# START OF LISTING
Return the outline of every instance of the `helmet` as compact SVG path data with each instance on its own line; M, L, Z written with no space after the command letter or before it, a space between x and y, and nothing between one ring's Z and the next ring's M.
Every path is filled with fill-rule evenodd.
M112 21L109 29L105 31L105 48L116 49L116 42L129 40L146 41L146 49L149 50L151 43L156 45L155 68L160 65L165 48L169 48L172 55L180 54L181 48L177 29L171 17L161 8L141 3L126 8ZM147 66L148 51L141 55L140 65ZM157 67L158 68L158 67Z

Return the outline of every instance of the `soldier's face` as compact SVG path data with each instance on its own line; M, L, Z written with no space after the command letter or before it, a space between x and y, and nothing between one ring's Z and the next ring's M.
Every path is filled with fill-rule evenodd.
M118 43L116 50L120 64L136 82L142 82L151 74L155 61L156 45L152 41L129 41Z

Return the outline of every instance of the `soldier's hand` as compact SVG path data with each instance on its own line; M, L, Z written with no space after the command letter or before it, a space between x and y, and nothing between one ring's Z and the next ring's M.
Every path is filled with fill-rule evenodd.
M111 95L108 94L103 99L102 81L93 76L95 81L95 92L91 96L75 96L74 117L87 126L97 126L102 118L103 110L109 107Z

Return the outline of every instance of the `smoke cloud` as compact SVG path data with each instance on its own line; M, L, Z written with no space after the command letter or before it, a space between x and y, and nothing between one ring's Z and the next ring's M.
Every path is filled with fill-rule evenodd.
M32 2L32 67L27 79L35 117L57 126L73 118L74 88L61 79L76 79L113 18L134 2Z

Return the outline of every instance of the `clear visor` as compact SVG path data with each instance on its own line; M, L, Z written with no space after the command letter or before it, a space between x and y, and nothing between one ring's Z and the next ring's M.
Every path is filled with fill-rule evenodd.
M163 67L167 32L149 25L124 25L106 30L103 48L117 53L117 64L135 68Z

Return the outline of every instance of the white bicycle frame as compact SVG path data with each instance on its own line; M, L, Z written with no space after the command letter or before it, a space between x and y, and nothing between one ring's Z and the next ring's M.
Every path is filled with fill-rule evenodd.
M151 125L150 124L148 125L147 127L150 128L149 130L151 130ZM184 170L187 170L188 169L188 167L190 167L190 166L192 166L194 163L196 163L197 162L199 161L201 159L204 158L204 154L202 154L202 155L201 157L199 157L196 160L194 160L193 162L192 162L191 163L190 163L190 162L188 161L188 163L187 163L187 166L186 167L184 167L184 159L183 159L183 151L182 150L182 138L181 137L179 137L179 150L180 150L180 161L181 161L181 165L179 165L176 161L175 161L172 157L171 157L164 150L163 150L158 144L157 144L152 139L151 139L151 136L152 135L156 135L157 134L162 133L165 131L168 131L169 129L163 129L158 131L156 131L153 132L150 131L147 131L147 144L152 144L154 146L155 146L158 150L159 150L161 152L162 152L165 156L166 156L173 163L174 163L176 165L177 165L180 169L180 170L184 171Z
# END OF LISTING
◆ **EXERCISE GOAL**
Set down every record above exactly as given.

◆ **RESULT OF THE TASK**
Return the outline of every instance of the `helmet` as compact SVG path data with each instance on its own line; M, L, Z written with no space after the command letter or before it, a space between x and y, and nothing between one ring's Z and the next ring's M.
Every path is filled with fill-rule evenodd.
M112 21L109 29L105 31L105 48L116 49L116 42L129 40L146 41L146 49L149 50L151 43L156 45L155 68L160 65L165 48L169 48L172 55L180 54L181 48L177 29L171 17L161 8L141 3L126 8ZM147 66L148 51L141 55L140 65ZM157 67L158 68L158 67Z

Return the outline of every instance of the `soldier's face` as compact SVG path data with each instance on its own line; M, L, Z written with no space after the command letter or before it, a space between x and y, and nothing between one ring's Z and the next ring's M.
Every path is filled with fill-rule evenodd.
M118 43L116 50L120 64L136 82L142 82L151 74L155 61L156 45L152 41L129 41Z

Return the outline of every instance of the `soldier's hand` as compact SVG path data with each instance on its own line; M, L, Z written with no space after the command letter or before it, a space between x and y, and nothing between one ring's Z and the next ring's M.
Every path is filled with fill-rule evenodd.
M111 95L108 94L103 99L102 81L93 76L95 81L95 92L91 96L75 96L74 117L87 126L97 126L102 118L103 110L109 107Z

Return the outline of every instance of the `smoke cloud` as compact SVG path data with each instance on its own line; M, L, Z written with no space after the command letter or before it, a space between x and y, and nothing between one ring's Z and the next ring's M.
Every path is filled with fill-rule evenodd.
M32 2L32 67L27 79L35 117L57 126L73 118L74 88L61 79L76 79L113 18L134 2Z

Return the outline of every instance of the `clear visor` as compact SVG path data with each instance on its own line; M, L, Z written with no space after the command letter or before it, a space between x and y, and nothing between one ring's Z and the next ring's M.
Every path is filled with fill-rule evenodd.
M163 67L167 32L149 25L124 25L106 30L103 48L117 53L117 64L135 68Z

Return the outline of every instance of the white bicycle frame as compact SVG path data with each instance on its own line; M, L, Z written with no space after the command letter or before it, a space between x and y, and nothing between one ring's Z and the next ring's M.
Every path is filled with fill-rule evenodd.
M151 125L150 124L148 125L147 127L150 128L149 130L151 130ZM184 170L187 170L188 169L188 167L190 167L190 166L192 166L194 163L196 163L197 162L199 161L201 159L204 158L204 154L202 154L202 155L201 157L199 157L196 160L194 160L193 162L192 162L191 163L190 163L190 162L188 161L188 163L187 163L187 166L186 167L184 167L184 159L183 159L183 151L182 150L182 138L181 137L179 137L179 150L180 150L180 161L181 161L181 165L179 165L176 161L175 161L172 157L171 157L164 150L163 150L158 144L157 144L152 139L151 139L151 136L152 135L156 135L157 134L162 133L165 131L168 131L169 129L163 129L158 131L156 131L153 132L150 131L147 131L147 144L152 144L154 146L155 146L158 150L159 150L161 152L162 152L165 156L166 156L173 163L174 163L176 165L177 165L180 169L180 170L184 171Z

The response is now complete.